## WHAT IS REQUIRED
Only the lines containing "target" should appear in the answer, copied from the listing below.

======== INPUT RECORDS ========

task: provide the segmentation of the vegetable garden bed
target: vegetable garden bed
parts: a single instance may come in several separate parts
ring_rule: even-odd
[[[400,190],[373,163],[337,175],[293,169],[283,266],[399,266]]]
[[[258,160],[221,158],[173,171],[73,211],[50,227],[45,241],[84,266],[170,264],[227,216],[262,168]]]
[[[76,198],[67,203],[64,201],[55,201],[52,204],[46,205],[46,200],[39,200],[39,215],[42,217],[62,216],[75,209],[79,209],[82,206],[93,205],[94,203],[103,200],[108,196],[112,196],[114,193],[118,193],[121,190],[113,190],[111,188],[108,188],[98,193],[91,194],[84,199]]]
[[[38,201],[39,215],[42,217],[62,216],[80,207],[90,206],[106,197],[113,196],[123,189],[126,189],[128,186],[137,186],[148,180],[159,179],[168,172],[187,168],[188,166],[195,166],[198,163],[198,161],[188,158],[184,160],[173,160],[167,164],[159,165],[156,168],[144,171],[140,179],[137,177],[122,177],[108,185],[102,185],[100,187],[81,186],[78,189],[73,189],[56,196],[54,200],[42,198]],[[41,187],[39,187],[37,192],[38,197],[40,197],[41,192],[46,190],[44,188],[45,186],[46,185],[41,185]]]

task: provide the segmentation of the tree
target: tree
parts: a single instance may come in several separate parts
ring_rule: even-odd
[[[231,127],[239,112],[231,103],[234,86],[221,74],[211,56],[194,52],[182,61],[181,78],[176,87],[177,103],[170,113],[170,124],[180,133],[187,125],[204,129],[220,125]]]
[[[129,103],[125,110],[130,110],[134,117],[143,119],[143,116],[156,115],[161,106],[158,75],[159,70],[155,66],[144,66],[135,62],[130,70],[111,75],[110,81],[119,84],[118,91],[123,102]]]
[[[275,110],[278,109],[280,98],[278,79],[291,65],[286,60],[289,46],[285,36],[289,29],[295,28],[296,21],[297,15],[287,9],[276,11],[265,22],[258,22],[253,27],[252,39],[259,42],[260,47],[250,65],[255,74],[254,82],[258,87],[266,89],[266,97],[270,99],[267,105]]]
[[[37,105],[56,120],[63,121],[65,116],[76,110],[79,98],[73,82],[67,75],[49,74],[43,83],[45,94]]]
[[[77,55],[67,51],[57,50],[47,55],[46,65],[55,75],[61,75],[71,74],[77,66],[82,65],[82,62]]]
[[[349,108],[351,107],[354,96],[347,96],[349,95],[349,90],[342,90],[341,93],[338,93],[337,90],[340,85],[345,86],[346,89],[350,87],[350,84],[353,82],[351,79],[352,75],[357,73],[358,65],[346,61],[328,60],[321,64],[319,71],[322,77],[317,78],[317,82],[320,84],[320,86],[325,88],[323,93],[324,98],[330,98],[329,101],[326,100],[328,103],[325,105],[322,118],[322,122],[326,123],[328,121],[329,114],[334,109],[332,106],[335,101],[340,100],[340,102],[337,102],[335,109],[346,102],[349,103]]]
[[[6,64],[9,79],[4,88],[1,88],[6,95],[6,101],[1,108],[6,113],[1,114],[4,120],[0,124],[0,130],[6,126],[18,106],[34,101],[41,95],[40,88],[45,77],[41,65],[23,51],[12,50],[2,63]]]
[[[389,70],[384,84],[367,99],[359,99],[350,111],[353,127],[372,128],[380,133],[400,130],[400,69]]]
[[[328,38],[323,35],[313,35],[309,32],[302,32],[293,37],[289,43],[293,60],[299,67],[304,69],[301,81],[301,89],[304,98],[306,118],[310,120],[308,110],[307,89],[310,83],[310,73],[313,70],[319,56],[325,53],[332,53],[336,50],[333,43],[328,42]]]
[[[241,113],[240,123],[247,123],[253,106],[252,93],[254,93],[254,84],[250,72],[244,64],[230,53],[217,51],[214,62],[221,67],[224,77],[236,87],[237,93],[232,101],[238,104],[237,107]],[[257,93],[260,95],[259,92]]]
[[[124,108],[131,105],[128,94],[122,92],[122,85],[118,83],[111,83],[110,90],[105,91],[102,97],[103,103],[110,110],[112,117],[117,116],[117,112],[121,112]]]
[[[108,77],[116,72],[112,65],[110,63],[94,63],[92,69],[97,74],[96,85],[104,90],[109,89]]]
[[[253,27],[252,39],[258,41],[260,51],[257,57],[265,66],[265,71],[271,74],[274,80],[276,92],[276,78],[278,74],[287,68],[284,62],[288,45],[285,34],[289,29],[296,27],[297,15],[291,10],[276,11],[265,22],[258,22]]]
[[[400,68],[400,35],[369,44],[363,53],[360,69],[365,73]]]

========

## FINISHED TASK
target: vegetable garden bed
target: tree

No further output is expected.